Write out the lines from the one containing "Locate the concrete" up to and including the one containing "(1139, 648)" as a numbered list, leaving out any blank lines.

***** EXERCISE INPUT

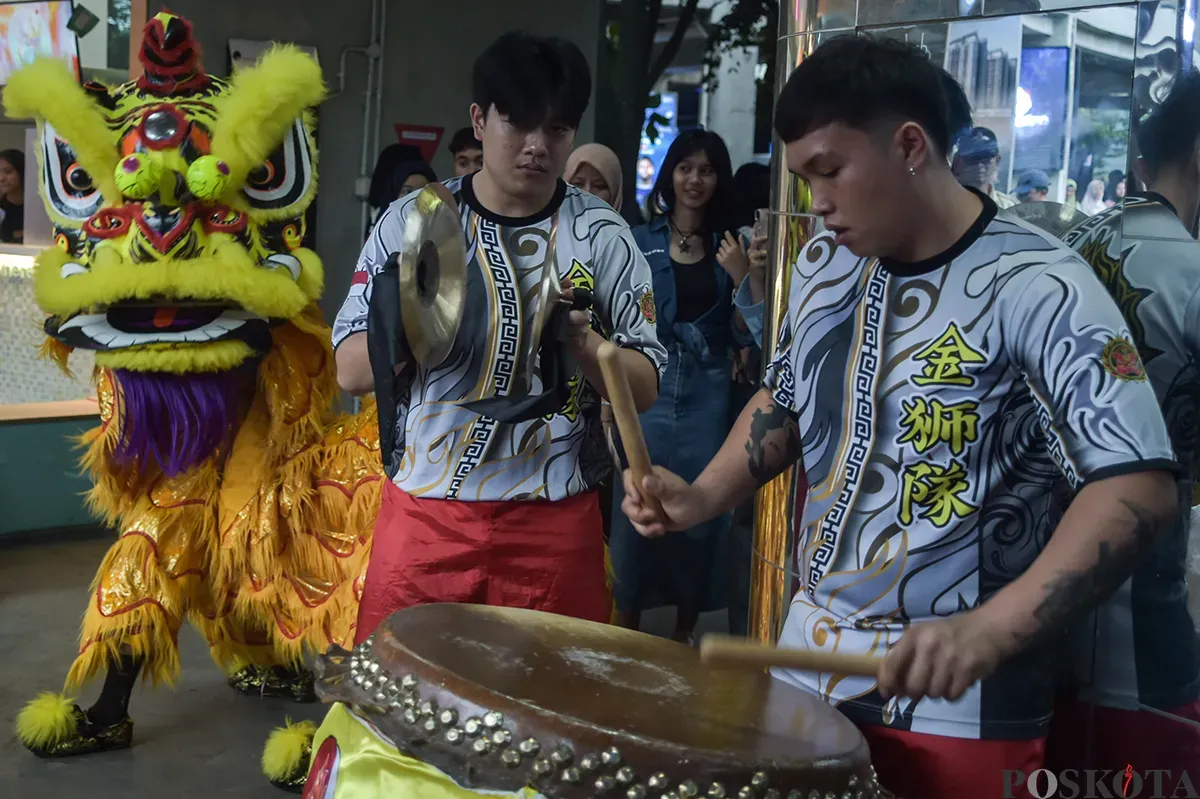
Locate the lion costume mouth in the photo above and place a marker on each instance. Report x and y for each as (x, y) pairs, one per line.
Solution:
(135, 324)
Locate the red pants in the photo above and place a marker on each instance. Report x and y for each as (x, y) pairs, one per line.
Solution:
(1090, 737)
(534, 554)
(919, 766)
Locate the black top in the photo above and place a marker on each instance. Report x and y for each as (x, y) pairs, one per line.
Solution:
(696, 288)
(12, 229)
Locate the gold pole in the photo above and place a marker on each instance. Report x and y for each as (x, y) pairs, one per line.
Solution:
(771, 587)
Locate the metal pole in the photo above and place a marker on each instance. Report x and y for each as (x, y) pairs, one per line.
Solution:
(771, 584)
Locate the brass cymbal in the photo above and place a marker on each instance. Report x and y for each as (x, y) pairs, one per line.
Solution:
(1053, 217)
(432, 275)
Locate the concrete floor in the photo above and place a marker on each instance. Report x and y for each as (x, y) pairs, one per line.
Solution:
(199, 740)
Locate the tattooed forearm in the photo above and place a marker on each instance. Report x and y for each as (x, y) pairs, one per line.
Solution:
(774, 443)
(1073, 594)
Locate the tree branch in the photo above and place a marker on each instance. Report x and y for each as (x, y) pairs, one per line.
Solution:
(671, 49)
(653, 11)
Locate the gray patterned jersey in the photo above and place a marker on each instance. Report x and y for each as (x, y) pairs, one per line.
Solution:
(939, 403)
(454, 454)
(1139, 648)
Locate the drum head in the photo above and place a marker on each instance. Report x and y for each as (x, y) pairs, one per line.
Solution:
(573, 707)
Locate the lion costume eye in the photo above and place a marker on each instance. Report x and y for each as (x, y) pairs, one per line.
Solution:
(286, 178)
(78, 179)
(70, 190)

**********

— COMPLETE ANSWER —
1. Locate the concrete floor in the photo above and place a marker on each instance. Report x and y for each as (x, y) pairs, one per line.
2. Solution:
3. (199, 740)
4. Locate the tattooed forearm in the photo above and place a marker on each instance. Report x and y for each as (x, y) pairs, one per line.
5. Solution:
6. (774, 443)
7. (1073, 594)
8. Locate the tree branch in the photo above and place a marker on each instance. Report x and y for each as (x, y) pairs, one per line.
9. Solution:
10. (671, 49)
11. (653, 11)
12. Locate the gray patterned jersey in the photo above and place a marker on each instance. Report x and y for each as (x, y) pairs, one per line.
13. Solution:
14. (939, 403)
15. (454, 454)
16. (1139, 648)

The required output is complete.